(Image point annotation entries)

____________

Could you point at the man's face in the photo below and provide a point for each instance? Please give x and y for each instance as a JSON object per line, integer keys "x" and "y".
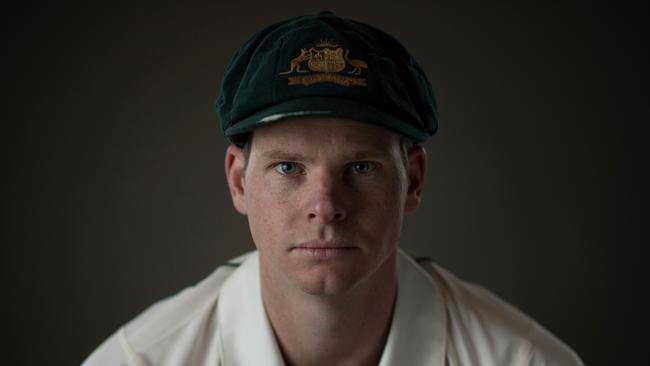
{"x": 325, "y": 199}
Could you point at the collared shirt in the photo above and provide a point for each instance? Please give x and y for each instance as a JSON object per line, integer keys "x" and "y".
{"x": 438, "y": 320}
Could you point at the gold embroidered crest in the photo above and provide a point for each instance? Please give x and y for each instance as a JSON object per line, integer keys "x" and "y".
{"x": 328, "y": 63}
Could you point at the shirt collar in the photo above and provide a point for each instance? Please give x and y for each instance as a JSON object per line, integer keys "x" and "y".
{"x": 417, "y": 333}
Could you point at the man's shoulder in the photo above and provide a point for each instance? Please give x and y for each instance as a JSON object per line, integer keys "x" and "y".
{"x": 482, "y": 326}
{"x": 178, "y": 319}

____________

• TASK OBJECTIVE: Can you reproduce every line of the records above word for word, leaving out the pictures?

• OUTPUT OF THE TASK:
Could you point at the man's face in the photo below and provide a point for each instance? Please give x and y for each instance as a JSON object per line, integer keys "x" and "y".
{"x": 325, "y": 199}
Could you point at the collared shirt in the photo above and provide a point for each instance? Please give x and y for each instance as a JSON object per line, integer keys "x" and "y".
{"x": 438, "y": 320}
Could you point at the gold embroidered crest in the photo above and provide a point for each instance? Please give x and y for each instance as a JSON object per line, integer keys "x" and "y".
{"x": 328, "y": 63}
Could you point at the shirt collar in the photo above and provide a point for each instance? Please give x and y for each instance as a JSON object per line, integer keys "x" and "y".
{"x": 417, "y": 333}
Could you point at the man's shoulder in the photo above and provide a point for each instance? Please give x and y for each instance as a JSON object per line, integer keys "x" and "y".
{"x": 482, "y": 326}
{"x": 178, "y": 319}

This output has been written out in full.